:: Work instruction ::
All entries below are to be duplicated verbatim.

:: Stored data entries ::
________________________
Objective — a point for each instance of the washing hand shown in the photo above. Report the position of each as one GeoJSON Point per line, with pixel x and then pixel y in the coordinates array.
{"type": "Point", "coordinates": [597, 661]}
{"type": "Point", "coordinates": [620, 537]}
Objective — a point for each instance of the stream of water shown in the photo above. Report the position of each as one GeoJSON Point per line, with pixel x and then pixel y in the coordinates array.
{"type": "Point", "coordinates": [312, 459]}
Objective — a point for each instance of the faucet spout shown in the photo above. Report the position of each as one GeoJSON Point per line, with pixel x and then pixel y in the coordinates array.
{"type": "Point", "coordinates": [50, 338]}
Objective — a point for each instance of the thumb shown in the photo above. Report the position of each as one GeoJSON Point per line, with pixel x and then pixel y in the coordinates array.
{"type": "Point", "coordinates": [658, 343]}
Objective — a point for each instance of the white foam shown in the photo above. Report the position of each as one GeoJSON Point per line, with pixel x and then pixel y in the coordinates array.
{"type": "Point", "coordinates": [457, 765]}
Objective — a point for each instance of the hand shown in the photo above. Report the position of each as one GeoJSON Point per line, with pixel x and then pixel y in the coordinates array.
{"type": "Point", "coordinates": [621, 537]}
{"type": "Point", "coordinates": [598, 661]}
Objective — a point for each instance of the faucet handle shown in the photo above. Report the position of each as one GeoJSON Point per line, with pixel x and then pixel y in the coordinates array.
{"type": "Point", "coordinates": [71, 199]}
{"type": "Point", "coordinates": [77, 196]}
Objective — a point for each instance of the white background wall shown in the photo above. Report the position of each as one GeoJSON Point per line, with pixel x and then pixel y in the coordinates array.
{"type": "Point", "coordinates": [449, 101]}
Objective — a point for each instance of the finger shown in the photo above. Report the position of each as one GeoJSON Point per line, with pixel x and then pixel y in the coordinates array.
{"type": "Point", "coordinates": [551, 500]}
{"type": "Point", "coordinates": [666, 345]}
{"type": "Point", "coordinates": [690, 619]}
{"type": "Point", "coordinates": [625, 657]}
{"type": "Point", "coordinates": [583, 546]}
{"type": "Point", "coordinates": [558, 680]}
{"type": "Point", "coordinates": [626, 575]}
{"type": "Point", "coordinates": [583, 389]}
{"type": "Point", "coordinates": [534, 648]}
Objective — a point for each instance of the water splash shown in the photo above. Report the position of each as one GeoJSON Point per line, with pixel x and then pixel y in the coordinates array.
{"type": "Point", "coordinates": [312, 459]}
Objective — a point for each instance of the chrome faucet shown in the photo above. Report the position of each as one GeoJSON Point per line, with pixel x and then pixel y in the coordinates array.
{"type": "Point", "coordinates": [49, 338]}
________________________
:: Response area ::
Objective — a point for each instance of the washing hand shown in the photo above. Report the position of each as one GeoJSON Point per line, with pixel x and then pixel y in the coordinates array.
{"type": "Point", "coordinates": [597, 661]}
{"type": "Point", "coordinates": [620, 537]}
Objective — a point for each instance of the stream of water shown in the photo above. Report the position of each as one GeoJSON Point per line, with pixel x and then pixel y in the coordinates array.
{"type": "Point", "coordinates": [312, 459]}
Objective — a point for each instance of the faucet spout shown in the photo above. Report the position of each as one GeoJSON Point per line, with pixel x and then pixel y in the coordinates array.
{"type": "Point", "coordinates": [50, 338]}
Objective — a point for each instance of the thumb shown in the photo above. Report the position of each as one GeoJSON Point per line, with pixel x and then pixel y in the coordinates array.
{"type": "Point", "coordinates": [658, 343]}
Objective — a point for each instance of the white foam shown in the photo above. Report the position of each as one GeoJSON Point per line, with pixel x and then pixel y in the coordinates array.
{"type": "Point", "coordinates": [457, 765]}
Objective — a point for each instance of the hand shown in the photo above. Report the position of each as one GeoJSON Point per line, with pixel x and then pixel y in the coordinates array.
{"type": "Point", "coordinates": [621, 537]}
{"type": "Point", "coordinates": [598, 661]}
Objective — a point for each instance of the faucet handle shown in the photo above. Report the position of each as one GeoJSON Point per line, with pixel x and then pixel y in the coordinates array.
{"type": "Point", "coordinates": [71, 199]}
{"type": "Point", "coordinates": [77, 196]}
Objective — a point for each instance of the white background wall shown in the photo above. Report the position of each as one GeoJSON Point per line, with pixel x and then pixel y in the coordinates array.
{"type": "Point", "coordinates": [449, 101]}
Objective — a point for each instance of the finger shown in the photo above. Report the position of each as one GeoJSON Point per line, with pixel x and then pixel y in the coordinates array.
{"type": "Point", "coordinates": [551, 500]}
{"type": "Point", "coordinates": [666, 345]}
{"type": "Point", "coordinates": [690, 619]}
{"type": "Point", "coordinates": [625, 657]}
{"type": "Point", "coordinates": [583, 546]}
{"type": "Point", "coordinates": [558, 680]}
{"type": "Point", "coordinates": [626, 575]}
{"type": "Point", "coordinates": [583, 389]}
{"type": "Point", "coordinates": [534, 648]}
Objective — a point for each instance of the water splash shown in the photo above. Report the position of each as one GeoJSON Point per line, with pixel x and then pixel y in the coordinates array.
{"type": "Point", "coordinates": [312, 459]}
Objective — a point for each instance of the chrome faucet shown in the photo above. Report the position of each as one GeoJSON Point per line, with pixel x and then pixel y in the coordinates array.
{"type": "Point", "coordinates": [49, 338]}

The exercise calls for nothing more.